### Task objective
Please return exactly the lines from the top of the data through the line that contains "# Target: dark red petal", and skip all pictures.

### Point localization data
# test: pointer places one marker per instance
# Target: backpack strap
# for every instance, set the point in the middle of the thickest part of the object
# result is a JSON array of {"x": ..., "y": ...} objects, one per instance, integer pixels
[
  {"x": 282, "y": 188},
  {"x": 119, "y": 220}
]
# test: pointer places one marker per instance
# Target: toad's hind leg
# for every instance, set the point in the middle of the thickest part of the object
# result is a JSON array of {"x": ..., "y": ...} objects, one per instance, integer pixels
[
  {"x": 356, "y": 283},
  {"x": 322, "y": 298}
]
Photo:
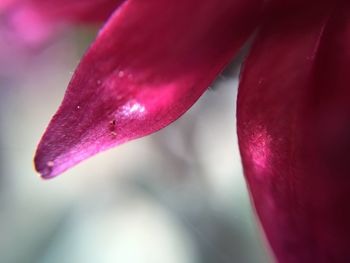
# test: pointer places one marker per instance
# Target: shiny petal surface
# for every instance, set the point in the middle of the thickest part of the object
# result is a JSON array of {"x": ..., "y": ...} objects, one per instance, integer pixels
[
  {"x": 294, "y": 132},
  {"x": 149, "y": 64}
]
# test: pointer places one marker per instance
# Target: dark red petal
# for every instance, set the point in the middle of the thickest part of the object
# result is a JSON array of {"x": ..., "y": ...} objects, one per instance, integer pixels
[
  {"x": 294, "y": 132},
  {"x": 149, "y": 64}
]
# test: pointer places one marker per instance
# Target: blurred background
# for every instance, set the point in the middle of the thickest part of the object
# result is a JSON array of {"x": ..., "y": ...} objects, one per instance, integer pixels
[{"x": 177, "y": 196}]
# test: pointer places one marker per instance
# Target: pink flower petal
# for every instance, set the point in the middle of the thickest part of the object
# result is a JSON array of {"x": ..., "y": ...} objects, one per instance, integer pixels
[
  {"x": 149, "y": 64},
  {"x": 70, "y": 10},
  {"x": 294, "y": 132}
]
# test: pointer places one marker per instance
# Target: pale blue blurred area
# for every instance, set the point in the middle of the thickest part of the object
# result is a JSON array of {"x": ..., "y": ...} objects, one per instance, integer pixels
[{"x": 177, "y": 196}]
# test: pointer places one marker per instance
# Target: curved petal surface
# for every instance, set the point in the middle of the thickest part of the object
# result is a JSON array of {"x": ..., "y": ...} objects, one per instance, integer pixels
[
  {"x": 148, "y": 65},
  {"x": 294, "y": 132}
]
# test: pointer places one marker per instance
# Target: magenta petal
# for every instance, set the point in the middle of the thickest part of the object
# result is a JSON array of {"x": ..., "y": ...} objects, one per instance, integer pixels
[
  {"x": 294, "y": 133},
  {"x": 149, "y": 64},
  {"x": 70, "y": 10}
]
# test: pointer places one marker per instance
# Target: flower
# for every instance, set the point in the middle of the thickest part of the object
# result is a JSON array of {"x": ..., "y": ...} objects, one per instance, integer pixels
[{"x": 153, "y": 59}]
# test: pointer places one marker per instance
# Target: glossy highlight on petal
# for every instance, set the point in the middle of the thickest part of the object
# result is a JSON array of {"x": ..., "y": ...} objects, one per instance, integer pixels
[
  {"x": 148, "y": 65},
  {"x": 295, "y": 88}
]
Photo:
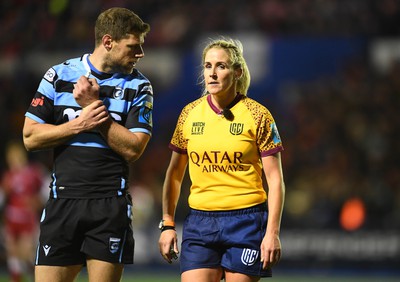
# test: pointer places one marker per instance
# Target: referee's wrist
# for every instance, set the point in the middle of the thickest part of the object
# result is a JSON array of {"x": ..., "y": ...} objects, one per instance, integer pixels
[
  {"x": 166, "y": 225},
  {"x": 162, "y": 229}
]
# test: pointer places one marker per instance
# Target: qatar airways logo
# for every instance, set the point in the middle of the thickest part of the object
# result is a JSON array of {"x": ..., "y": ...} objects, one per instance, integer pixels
[{"x": 217, "y": 161}]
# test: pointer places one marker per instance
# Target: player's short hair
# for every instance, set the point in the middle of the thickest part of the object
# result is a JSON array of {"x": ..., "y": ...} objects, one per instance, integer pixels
[
  {"x": 119, "y": 23},
  {"x": 234, "y": 48}
]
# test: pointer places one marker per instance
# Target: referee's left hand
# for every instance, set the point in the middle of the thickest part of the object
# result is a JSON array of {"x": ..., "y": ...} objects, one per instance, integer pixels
[
  {"x": 271, "y": 251},
  {"x": 168, "y": 245}
]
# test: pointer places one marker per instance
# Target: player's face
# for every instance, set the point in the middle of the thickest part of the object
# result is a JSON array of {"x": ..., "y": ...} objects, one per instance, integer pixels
[
  {"x": 218, "y": 72},
  {"x": 126, "y": 53}
]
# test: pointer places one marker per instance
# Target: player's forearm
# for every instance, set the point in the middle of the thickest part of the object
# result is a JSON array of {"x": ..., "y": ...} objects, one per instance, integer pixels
[
  {"x": 125, "y": 143},
  {"x": 171, "y": 192},
  {"x": 276, "y": 197},
  {"x": 38, "y": 136}
]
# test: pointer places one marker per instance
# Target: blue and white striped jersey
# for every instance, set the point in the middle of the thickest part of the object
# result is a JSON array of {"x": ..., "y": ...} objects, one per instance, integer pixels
[{"x": 85, "y": 166}]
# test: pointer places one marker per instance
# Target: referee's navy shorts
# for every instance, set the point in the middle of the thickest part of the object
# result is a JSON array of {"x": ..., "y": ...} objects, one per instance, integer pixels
[
  {"x": 72, "y": 230},
  {"x": 230, "y": 239}
]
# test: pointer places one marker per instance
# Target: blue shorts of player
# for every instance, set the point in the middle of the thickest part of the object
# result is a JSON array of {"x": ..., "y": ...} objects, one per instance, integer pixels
[
  {"x": 72, "y": 230},
  {"x": 230, "y": 239}
]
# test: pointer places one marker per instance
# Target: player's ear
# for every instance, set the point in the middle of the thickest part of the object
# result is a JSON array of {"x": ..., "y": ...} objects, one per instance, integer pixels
[
  {"x": 238, "y": 73},
  {"x": 107, "y": 42}
]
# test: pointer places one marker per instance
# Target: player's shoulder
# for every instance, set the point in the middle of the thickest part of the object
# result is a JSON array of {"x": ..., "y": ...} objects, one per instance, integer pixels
[
  {"x": 136, "y": 77},
  {"x": 65, "y": 70},
  {"x": 254, "y": 106},
  {"x": 194, "y": 104},
  {"x": 72, "y": 63}
]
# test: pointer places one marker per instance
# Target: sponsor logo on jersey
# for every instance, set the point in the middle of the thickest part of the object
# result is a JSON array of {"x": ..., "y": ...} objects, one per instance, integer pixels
[
  {"x": 217, "y": 161},
  {"x": 50, "y": 75},
  {"x": 275, "y": 134},
  {"x": 236, "y": 128},
  {"x": 148, "y": 88},
  {"x": 198, "y": 128},
  {"x": 37, "y": 102},
  {"x": 118, "y": 93},
  {"x": 114, "y": 244},
  {"x": 46, "y": 249},
  {"x": 249, "y": 256}
]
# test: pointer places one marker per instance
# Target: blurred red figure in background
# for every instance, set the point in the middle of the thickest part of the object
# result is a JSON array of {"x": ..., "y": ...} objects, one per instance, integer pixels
[{"x": 21, "y": 187}]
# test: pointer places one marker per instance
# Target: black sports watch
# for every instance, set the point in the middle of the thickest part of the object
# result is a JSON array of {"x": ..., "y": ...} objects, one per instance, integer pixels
[{"x": 166, "y": 225}]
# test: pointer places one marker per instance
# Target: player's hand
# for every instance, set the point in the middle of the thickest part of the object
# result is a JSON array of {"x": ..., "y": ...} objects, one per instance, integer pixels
[
  {"x": 86, "y": 91},
  {"x": 168, "y": 245},
  {"x": 271, "y": 251}
]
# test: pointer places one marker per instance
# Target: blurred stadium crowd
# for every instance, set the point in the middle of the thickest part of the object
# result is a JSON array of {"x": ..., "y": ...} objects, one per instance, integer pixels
[{"x": 341, "y": 133}]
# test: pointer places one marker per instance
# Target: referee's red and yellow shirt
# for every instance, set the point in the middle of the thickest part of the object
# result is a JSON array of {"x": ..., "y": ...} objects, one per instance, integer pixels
[{"x": 225, "y": 165}]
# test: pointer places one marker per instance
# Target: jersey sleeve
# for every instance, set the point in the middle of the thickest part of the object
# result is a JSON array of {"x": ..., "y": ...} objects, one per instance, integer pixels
[
  {"x": 268, "y": 139},
  {"x": 42, "y": 104},
  {"x": 179, "y": 142},
  {"x": 140, "y": 115}
]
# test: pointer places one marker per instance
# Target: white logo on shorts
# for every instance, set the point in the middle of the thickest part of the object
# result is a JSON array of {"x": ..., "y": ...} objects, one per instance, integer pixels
[
  {"x": 249, "y": 256},
  {"x": 46, "y": 249},
  {"x": 114, "y": 244}
]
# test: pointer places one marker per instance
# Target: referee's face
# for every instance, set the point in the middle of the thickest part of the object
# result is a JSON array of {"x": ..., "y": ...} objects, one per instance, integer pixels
[
  {"x": 218, "y": 73},
  {"x": 126, "y": 53}
]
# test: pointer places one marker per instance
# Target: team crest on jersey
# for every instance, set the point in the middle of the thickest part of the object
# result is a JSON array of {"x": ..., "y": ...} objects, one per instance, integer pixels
[
  {"x": 50, "y": 75},
  {"x": 114, "y": 244},
  {"x": 236, "y": 128},
  {"x": 118, "y": 93},
  {"x": 249, "y": 256},
  {"x": 198, "y": 128},
  {"x": 146, "y": 113},
  {"x": 275, "y": 134}
]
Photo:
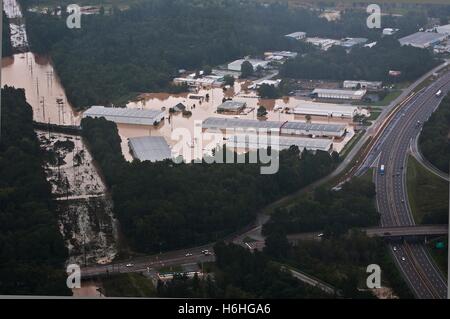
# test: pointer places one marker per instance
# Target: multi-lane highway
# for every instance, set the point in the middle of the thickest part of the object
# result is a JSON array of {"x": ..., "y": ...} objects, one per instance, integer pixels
[{"x": 391, "y": 150}]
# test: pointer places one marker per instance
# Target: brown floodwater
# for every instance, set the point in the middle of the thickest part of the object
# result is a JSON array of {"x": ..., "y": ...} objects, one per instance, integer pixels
[{"x": 43, "y": 88}]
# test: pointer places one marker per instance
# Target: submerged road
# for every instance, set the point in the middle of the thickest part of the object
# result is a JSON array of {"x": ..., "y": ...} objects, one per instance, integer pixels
[{"x": 391, "y": 150}]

### Exercise solution
# test: pointer places one marker per instance
# Target: backpack strap
# for every instance, set the point in the middle of the thickest part of the object
# result is a JSON array of {"x": ..., "y": ...} objects, one per instance, integer pixels
[
  {"x": 282, "y": 188},
  {"x": 119, "y": 220}
]
# test: pointer places one marker per instance
# Target: toad's hind leg
# for every instance, set the point in the middle of the thickest part of the object
# result is a JSON array of {"x": ..., "y": ...} objects, one per instance, integer pixels
[
  {"x": 356, "y": 283},
  {"x": 322, "y": 298}
]
Photo:
# test: pointer places one marker per instance
# Target: shiny petal surface
# for every instance, set the point in the middle of the thickest part of the object
# result is a JSON array of {"x": ..., "y": ...} objects, one per instance, integer pixels
[
  {"x": 294, "y": 132},
  {"x": 149, "y": 64}
]
# test: pointer places one marker per instance
# Target: dark red petal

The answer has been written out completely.